═══ INPUT ═══

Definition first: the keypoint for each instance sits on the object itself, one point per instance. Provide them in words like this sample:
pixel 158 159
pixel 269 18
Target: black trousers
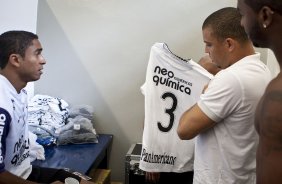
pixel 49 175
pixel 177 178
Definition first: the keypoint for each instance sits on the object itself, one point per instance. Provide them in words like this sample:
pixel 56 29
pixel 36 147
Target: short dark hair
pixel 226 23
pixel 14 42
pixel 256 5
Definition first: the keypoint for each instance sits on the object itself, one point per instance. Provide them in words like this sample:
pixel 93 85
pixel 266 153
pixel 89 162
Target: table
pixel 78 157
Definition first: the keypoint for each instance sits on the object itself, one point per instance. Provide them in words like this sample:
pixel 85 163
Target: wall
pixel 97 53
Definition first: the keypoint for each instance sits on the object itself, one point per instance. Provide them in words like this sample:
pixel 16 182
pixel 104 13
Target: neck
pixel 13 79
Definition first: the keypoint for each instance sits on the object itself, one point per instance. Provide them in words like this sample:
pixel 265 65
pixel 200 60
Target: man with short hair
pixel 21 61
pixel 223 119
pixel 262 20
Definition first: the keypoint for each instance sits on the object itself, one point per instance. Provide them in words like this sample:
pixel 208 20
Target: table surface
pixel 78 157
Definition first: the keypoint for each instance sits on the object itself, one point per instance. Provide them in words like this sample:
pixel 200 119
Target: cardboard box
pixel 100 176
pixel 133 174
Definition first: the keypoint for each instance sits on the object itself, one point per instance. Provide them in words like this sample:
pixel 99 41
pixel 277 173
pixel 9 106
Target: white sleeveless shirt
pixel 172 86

═══

● PROBLEM TO WORK ON
State how many lines in the items above contain the string "Target", treating uppercase and lowercase as different, and give only the number.

● TASK SOLUTION
9